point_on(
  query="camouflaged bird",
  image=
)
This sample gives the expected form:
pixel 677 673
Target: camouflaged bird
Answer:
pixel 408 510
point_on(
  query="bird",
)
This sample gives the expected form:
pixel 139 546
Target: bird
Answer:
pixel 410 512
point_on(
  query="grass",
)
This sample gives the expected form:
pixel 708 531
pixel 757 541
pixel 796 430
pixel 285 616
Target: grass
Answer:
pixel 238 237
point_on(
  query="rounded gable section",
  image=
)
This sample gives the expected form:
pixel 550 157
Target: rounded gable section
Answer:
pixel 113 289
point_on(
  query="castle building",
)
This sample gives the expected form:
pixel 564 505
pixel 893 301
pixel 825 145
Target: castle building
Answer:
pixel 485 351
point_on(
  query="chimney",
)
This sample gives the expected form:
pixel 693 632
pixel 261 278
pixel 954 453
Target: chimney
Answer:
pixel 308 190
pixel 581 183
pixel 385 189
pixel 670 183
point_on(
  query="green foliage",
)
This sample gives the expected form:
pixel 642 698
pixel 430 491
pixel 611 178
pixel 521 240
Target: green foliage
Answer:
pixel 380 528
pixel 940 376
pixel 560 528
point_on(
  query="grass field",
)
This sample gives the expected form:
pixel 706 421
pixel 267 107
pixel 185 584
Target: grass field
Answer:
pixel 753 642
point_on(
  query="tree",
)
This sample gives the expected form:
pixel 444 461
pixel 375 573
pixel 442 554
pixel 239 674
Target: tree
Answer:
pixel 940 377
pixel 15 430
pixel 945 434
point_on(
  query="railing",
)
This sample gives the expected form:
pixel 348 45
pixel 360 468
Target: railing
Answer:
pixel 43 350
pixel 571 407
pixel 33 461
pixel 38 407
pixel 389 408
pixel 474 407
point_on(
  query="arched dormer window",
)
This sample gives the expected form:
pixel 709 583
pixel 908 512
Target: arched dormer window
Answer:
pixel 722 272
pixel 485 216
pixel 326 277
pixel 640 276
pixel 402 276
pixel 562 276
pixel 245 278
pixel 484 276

::::::

Each record should come back exactly as written.

point_on(
  query="camouflaged bird",
  image=
)
This sample gives the expected form:
pixel 677 673
Target: camouflaged bird
Answer:
pixel 408 510
point_on(
  query="bird",
)
This sample gives the expected form:
pixel 139 546
Target: bird
Answer:
pixel 410 512
point_on(
  query="grass",
)
This sample gives the expected form:
pixel 708 531
pixel 757 541
pixel 796 430
pixel 285 616
Target: grass
Answer:
pixel 238 237
point_on(
  query="rounded gable section",
  image=
)
This sample gives the expected form:
pixel 550 157
Target: rounded gable section
Answer:
pixel 113 289
point_on(
  query="castle building",
)
This sample gives the expected form:
pixel 564 505
pixel 893 301
pixel 825 145
Target: castle building
Answer:
pixel 485 351
point_on(
  query="chimney",
)
This sample gives the expected form:
pixel 693 632
pixel 261 278
pixel 954 453
Target: chimney
Answer:
pixel 308 190
pixel 581 183
pixel 385 189
pixel 670 183
point_on(
  query="green foliage",
)
This sample gives the expected form:
pixel 642 698
pixel 430 491
pixel 611 178
pixel 521 240
Target: green foliage
Answer:
pixel 380 528
pixel 940 376
pixel 560 528
point_on(
  query="grass field",
)
This sample gives the expected form:
pixel 706 421
pixel 267 107
pixel 185 584
Target: grass field
Answer:
pixel 753 642
point_on(
  query="tree",
)
This sample gives the expected form:
pixel 444 461
pixel 375 573
pixel 442 554
pixel 239 674
Target: tree
Answer:
pixel 940 377
pixel 15 430
pixel 945 434
point_on(
  query="railing",
)
This sample gives the expected form:
pixel 348 45
pixel 360 468
Target: railing
Answer:
pixel 43 350
pixel 571 407
pixel 33 461
pixel 38 407
pixel 389 408
pixel 474 407
point_on(
  query="arched dormer window",
)
This sample gives the expected form:
pixel 709 583
pixel 908 512
Target: arched dormer window
Answer:
pixel 722 272
pixel 485 216
pixel 326 277
pixel 640 276
pixel 402 276
pixel 562 276
pixel 245 278
pixel 484 276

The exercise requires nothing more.